## Task input
=== Begin Enclosure ===

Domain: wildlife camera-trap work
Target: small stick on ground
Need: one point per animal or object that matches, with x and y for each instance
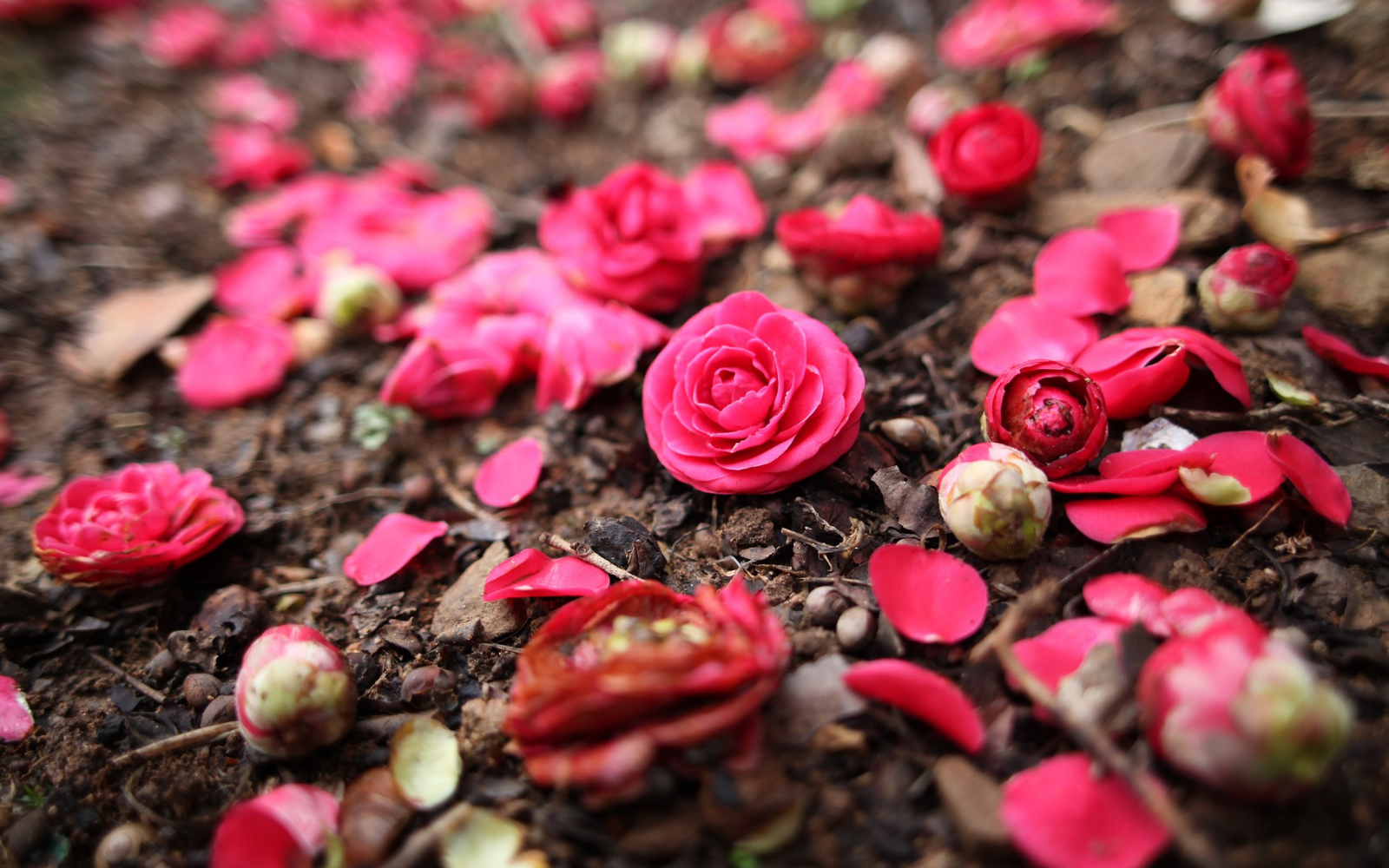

=== End Enclosure ===
=== Begin Enclosure ===

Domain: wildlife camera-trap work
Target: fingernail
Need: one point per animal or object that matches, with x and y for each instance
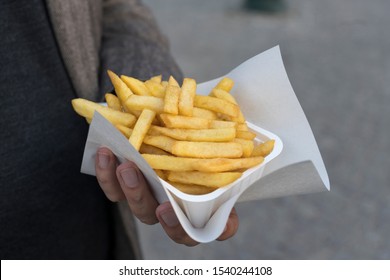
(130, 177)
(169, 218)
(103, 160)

=== End Enclosure ===
=== Begin Enclosure ===

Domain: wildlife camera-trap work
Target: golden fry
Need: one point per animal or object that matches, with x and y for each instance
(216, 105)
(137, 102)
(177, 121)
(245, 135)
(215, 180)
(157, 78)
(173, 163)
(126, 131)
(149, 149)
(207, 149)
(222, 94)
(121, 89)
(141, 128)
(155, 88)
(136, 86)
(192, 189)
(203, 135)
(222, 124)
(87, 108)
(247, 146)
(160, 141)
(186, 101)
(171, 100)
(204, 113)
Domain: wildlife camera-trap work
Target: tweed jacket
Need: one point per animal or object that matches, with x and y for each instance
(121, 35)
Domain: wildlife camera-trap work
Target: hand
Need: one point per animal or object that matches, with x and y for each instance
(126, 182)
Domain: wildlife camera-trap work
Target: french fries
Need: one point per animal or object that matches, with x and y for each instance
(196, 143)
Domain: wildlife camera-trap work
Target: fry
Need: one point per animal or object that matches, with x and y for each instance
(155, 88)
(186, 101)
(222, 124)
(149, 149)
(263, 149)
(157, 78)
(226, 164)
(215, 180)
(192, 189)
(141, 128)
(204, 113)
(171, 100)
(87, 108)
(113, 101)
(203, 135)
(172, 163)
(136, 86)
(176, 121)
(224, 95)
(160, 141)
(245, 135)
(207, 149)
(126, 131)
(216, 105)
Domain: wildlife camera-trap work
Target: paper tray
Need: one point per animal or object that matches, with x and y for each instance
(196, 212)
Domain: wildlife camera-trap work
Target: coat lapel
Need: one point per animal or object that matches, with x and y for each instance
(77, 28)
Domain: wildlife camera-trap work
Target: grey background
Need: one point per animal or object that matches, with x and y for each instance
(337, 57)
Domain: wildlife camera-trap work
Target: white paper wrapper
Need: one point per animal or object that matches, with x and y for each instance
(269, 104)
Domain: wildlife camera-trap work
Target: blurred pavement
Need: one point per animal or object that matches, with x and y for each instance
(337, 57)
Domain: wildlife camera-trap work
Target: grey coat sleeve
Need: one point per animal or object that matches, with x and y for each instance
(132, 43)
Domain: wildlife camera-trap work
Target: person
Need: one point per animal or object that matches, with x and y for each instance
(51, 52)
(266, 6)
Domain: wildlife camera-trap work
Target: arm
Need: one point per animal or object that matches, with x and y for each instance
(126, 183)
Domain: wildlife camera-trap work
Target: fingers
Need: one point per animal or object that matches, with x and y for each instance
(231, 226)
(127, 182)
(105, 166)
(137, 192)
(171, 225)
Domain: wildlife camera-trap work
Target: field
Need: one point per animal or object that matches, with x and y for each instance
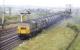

=== End Enclosure ===

The lines to copy are those in the records above containing the word "paper".

Target: paper tray
Target: white paper wrapper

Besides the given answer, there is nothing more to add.